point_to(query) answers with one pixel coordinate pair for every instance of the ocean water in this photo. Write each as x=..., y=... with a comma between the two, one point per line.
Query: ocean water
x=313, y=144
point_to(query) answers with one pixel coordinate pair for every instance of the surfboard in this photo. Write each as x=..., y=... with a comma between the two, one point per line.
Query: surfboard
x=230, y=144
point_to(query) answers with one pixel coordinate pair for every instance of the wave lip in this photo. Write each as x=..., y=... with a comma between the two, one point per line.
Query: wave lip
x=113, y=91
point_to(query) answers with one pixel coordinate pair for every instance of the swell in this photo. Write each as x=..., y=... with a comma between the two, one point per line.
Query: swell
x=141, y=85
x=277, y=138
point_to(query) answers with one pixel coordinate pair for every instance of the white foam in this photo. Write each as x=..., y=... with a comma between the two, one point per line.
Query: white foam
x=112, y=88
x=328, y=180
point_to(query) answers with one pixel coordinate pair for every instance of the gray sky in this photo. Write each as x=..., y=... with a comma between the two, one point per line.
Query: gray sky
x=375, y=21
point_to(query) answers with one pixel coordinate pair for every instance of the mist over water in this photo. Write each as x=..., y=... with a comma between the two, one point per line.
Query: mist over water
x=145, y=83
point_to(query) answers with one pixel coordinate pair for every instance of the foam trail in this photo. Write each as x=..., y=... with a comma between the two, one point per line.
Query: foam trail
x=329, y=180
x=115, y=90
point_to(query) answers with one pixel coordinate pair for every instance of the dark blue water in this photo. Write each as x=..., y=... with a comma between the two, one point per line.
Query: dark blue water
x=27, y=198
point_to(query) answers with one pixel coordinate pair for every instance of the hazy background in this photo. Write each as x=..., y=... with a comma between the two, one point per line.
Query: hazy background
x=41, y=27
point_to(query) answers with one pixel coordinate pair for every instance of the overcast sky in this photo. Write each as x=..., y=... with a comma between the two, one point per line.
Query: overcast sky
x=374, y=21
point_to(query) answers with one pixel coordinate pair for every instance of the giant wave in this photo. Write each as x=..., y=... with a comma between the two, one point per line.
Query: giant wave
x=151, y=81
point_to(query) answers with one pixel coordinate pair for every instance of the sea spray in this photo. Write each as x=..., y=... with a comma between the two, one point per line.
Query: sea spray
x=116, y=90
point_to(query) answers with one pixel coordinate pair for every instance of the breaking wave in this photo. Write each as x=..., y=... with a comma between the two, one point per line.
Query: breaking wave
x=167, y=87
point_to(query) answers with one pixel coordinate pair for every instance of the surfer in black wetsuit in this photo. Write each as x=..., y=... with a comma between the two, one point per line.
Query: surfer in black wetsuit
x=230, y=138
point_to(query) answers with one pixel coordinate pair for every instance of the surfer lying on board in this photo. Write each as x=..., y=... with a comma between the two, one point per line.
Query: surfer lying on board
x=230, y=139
--
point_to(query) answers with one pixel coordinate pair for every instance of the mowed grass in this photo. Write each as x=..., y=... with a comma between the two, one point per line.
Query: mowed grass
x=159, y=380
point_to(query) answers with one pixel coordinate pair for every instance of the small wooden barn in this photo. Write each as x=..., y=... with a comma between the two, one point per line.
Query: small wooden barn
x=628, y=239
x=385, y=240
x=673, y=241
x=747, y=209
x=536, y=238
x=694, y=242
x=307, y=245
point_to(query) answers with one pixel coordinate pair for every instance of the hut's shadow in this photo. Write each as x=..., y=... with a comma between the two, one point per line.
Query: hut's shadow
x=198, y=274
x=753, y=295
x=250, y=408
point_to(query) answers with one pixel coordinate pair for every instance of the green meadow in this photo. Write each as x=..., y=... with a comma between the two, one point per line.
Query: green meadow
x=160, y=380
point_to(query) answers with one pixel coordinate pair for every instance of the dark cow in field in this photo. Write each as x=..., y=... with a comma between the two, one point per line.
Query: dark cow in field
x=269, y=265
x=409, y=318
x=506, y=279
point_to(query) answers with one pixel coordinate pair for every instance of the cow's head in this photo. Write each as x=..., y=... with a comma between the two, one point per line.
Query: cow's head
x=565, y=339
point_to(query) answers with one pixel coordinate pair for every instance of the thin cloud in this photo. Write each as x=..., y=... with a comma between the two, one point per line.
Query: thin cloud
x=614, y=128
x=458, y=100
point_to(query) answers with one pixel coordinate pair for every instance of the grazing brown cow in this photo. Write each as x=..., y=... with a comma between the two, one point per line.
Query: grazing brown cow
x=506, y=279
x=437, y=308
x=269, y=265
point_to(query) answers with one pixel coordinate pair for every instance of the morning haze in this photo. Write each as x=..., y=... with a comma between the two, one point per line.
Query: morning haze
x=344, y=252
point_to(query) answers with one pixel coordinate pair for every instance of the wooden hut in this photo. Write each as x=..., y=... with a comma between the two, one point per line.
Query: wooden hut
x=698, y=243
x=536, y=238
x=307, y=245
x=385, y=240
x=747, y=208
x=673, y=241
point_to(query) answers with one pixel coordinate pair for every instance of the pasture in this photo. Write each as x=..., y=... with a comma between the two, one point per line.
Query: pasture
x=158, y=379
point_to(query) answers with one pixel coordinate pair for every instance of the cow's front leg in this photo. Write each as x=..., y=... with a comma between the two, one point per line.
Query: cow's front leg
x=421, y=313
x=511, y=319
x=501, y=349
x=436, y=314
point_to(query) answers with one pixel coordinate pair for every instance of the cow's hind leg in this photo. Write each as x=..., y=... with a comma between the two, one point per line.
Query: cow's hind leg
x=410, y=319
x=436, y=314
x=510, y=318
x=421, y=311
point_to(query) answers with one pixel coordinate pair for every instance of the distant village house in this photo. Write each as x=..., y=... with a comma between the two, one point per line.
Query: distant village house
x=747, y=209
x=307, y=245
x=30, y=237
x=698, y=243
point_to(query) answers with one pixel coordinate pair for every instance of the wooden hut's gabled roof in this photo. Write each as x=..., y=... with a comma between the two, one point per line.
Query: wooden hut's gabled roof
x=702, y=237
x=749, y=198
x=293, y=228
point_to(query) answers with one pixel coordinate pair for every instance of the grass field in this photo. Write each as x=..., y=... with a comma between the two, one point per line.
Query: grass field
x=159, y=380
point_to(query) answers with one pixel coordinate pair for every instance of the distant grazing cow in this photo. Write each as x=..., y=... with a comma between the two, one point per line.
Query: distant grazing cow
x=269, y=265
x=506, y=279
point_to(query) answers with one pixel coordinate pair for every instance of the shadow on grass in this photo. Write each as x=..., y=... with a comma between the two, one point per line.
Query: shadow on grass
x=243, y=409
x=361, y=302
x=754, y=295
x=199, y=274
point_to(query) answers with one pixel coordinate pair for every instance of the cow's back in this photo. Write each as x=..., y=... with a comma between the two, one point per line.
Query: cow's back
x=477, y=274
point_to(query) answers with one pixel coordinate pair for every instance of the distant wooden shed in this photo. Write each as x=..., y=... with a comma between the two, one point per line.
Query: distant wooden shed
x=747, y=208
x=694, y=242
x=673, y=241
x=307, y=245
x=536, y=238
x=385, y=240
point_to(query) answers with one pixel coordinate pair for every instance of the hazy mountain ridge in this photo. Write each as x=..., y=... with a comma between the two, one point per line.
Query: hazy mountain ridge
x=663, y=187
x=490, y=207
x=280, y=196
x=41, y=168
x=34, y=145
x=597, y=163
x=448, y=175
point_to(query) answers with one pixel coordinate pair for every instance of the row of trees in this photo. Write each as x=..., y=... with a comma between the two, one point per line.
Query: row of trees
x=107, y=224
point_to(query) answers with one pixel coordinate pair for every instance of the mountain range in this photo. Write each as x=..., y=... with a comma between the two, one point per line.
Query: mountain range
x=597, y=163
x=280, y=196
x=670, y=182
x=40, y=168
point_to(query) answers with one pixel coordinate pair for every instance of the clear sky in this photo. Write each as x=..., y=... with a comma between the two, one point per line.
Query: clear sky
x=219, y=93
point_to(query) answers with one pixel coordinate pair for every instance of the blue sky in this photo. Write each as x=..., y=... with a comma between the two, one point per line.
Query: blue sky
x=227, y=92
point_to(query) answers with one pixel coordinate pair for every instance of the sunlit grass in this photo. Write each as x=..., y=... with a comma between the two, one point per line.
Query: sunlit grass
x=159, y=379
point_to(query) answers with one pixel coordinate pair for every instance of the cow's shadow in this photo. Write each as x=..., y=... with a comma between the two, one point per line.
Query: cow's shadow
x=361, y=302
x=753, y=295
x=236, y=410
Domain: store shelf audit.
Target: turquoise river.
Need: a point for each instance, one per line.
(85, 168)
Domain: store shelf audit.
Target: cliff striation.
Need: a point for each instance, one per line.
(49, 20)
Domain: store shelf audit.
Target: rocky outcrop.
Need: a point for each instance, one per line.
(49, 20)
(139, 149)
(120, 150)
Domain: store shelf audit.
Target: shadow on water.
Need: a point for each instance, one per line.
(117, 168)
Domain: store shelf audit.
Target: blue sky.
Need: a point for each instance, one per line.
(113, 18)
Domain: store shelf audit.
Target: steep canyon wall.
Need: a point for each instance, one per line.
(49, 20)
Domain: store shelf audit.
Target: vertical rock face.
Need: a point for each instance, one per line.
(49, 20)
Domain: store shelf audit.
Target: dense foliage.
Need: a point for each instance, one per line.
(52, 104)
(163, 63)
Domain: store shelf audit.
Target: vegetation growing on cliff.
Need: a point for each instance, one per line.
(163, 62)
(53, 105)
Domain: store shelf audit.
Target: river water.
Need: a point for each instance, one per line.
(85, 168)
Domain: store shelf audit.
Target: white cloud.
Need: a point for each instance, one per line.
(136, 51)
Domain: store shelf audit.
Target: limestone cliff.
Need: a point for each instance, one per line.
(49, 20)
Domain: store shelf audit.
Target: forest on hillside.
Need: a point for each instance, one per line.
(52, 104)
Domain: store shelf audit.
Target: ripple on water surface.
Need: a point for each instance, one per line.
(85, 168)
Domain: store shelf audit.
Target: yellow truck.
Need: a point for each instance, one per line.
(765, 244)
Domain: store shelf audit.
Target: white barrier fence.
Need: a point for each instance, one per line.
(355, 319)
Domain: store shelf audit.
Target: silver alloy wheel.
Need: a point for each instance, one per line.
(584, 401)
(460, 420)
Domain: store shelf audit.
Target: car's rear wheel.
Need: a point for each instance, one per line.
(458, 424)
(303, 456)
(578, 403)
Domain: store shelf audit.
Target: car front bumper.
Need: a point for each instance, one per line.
--
Task directions:
Going back to the entries above, set down exactly the lines that begin at the one with "Query: green meadow" and end at the one with "the cow's head", both included, and nothing else.

Response area:
Query: green meadow
x=160, y=380
point_to(query) answers with one pixel coordinate pair for every instance of the dark cow in field in this photo. Write each as x=..., y=... with a comma between the two, one point per line.
Query: dark cow in field
x=269, y=265
x=409, y=318
x=506, y=279
point_to(query) answers with one pixel coordinate pair for every instance of the cow's head in this photo. Write each as x=..., y=... with a comma between the two, one point per line.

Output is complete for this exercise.